= Work to be completed =
Gather all lines in the entries that include the word "building".

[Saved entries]
* * * * *

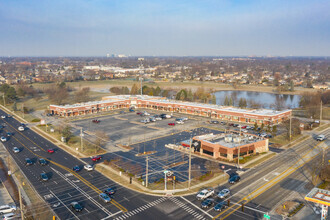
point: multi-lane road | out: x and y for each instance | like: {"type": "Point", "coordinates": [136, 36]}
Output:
{"type": "Point", "coordinates": [66, 186]}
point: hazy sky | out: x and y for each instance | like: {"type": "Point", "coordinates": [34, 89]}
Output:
{"type": "Point", "coordinates": [164, 27]}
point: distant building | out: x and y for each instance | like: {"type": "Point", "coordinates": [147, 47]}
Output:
{"type": "Point", "coordinates": [224, 113]}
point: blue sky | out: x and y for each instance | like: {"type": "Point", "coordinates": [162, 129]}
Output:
{"type": "Point", "coordinates": [164, 27]}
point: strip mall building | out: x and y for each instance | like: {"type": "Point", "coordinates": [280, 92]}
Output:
{"type": "Point", "coordinates": [224, 113]}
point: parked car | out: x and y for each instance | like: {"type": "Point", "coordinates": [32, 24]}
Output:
{"type": "Point", "coordinates": [320, 137]}
{"type": "Point", "coordinates": [110, 191]}
{"type": "Point", "coordinates": [76, 206]}
{"type": "Point", "coordinates": [44, 177]}
{"type": "Point", "coordinates": [223, 193]}
{"type": "Point", "coordinates": [205, 193]}
{"type": "Point", "coordinates": [220, 206]}
{"type": "Point", "coordinates": [88, 167]}
{"type": "Point", "coordinates": [234, 179]}
{"type": "Point", "coordinates": [42, 162]}
{"type": "Point", "coordinates": [105, 198]}
{"type": "Point", "coordinates": [96, 158]}
{"type": "Point", "coordinates": [7, 208]}
{"type": "Point", "coordinates": [28, 162]}
{"type": "Point", "coordinates": [16, 150]}
{"type": "Point", "coordinates": [76, 168]}
{"type": "Point", "coordinates": [207, 203]}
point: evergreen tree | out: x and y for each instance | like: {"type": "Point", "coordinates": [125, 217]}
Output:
{"type": "Point", "coordinates": [214, 100]}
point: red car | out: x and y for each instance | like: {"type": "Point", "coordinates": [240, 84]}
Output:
{"type": "Point", "coordinates": [96, 158]}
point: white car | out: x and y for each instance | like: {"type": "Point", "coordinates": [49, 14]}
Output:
{"type": "Point", "coordinates": [7, 209]}
{"type": "Point", "coordinates": [223, 193]}
{"type": "Point", "coordinates": [205, 193]}
{"type": "Point", "coordinates": [16, 150]}
{"type": "Point", "coordinates": [88, 167]}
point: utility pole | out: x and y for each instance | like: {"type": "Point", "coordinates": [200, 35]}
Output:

* * * * *

= Solution =
point: distant building | out: x and y for each instance | like: {"type": "Point", "coordinates": [147, 47]}
point: strip mall building | out: x and y for each instance | like: {"type": "Point", "coordinates": [280, 92]}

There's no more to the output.